Provided text:
· · · · · · ·

Lawrence of Arabia (Superbit)

Columbia Pictures/Sony Pictures Home Entertainment . R4 . COLOR . 219 mins . M15+ . PAL

  Feature
Contract

The restoration of this film was completed in 1988, just saving the original print before it was destroyed by time. Effectively restored to the nth degree, every frame of this film looks exquisite and better than it ever could have.

Originally shot in 1962, Lawrence of Arabia is a grand achievement and a film most definitely worth investigating. I personally had never seen the film and was very much looking forward to the Superbit version, having not had the chance to look at the original 'Collector’s Edition' DVD release.

It’s a beautiful and remarkable film, making full use of the massive desert vistas in its original 70mm format (and apparently one of the last films to ever do so). While the story itself seems almost devoid of plot with barely a woman in sight, it is a magnificent tale and languidly takes its time relating the characters and events that made up this real life historical figure. While the T.E. Lawrence of the title manages some extraordinary feats in the desert, he is consumed by the power he has been granted, eventually being driven to the brink of insanity by the civil war raging unchecked within him. This war between his God complex and his desire to be an ordinary man can be compared to that of Jesus; the story even visiting some of the same locales that Jesus frequented in life.

"No prisoners!"

Much has been said about the film and the man and the extraordinary portrayals of Lawrence by Peter O’Toole and his sidekick Sherif Ali played by Omar Sharif, so I shan’t bother to re-iterate here. DVDnet has an excellent review of the restoration of this film and its original DVD release of the 'Collector’s Edition' which you can read here.

I will add this though – the film is incredibly beautiful and although the story wends slowly on its way, it does so with a curious intrigue that binds the viewer. At least I, 33 years old and having just watched this film for the first time, thought so.

· · · · · · ·

Given data:
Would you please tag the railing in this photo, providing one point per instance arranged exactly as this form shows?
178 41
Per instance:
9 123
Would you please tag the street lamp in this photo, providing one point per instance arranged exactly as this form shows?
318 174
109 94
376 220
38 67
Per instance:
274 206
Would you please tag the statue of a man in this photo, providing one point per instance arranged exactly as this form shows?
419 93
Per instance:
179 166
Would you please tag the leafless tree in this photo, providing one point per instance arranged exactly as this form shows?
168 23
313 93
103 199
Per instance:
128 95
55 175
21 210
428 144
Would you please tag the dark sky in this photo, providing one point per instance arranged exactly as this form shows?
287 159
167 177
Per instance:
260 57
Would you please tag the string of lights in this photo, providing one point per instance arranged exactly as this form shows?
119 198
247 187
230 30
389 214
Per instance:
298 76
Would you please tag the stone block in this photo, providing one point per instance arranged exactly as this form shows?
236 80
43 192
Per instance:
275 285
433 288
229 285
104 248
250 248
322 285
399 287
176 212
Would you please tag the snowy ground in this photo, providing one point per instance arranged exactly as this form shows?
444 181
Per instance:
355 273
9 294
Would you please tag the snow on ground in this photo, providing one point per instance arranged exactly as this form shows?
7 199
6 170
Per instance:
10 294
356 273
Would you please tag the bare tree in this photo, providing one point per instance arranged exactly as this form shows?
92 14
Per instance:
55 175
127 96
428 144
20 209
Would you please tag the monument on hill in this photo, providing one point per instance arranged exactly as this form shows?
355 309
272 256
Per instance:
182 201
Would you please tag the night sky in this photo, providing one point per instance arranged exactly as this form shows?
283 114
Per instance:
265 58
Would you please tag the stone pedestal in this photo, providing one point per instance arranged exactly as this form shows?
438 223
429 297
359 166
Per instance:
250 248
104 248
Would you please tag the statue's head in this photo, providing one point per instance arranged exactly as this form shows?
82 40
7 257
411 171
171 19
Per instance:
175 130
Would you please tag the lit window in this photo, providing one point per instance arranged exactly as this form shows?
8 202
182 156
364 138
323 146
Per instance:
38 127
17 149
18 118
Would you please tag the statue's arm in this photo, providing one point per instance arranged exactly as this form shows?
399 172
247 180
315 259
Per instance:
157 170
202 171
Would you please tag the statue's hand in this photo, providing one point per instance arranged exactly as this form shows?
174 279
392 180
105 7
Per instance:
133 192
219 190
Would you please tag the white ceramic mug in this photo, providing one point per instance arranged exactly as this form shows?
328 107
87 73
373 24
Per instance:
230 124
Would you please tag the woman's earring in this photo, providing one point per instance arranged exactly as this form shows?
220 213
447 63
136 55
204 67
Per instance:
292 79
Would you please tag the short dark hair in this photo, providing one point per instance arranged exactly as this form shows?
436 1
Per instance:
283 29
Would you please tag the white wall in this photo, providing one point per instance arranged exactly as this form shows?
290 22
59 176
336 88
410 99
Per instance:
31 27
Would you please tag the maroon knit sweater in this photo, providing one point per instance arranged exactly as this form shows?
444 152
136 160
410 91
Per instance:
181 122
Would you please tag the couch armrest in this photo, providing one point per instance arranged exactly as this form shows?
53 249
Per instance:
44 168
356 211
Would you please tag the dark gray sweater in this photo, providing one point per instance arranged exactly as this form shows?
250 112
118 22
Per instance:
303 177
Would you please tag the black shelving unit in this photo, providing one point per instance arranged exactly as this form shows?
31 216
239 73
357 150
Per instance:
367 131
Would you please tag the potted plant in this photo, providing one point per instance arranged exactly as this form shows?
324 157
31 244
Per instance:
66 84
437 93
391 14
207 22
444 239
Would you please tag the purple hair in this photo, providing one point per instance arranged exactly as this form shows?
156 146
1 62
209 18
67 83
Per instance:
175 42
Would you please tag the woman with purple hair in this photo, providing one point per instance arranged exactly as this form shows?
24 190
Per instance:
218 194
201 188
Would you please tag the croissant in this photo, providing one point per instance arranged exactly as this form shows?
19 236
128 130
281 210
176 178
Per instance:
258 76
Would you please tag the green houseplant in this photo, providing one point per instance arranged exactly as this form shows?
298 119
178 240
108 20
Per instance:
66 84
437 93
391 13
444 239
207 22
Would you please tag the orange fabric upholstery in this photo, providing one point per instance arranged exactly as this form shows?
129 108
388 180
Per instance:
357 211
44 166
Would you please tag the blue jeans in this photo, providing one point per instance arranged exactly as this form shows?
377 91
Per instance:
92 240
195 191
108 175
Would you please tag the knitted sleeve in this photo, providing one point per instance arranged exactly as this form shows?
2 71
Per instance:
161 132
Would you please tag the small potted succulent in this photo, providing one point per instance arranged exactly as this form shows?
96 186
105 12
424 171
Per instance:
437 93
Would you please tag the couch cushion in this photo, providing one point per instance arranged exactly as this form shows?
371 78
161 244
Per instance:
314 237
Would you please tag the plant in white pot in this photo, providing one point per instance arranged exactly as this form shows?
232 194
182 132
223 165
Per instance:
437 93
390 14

· · · · · · ·

What the task requires: Translate this sentence from the film review into Spanish: "Originally shot in 1962, Lawrence of Arabia is a grand achievement and a film most definitely worth investigating."

Output of the task: Filmada originalmente en 1962, Lawrence de Arabia es un gran logro y una película que sin duda vale la pena investigar.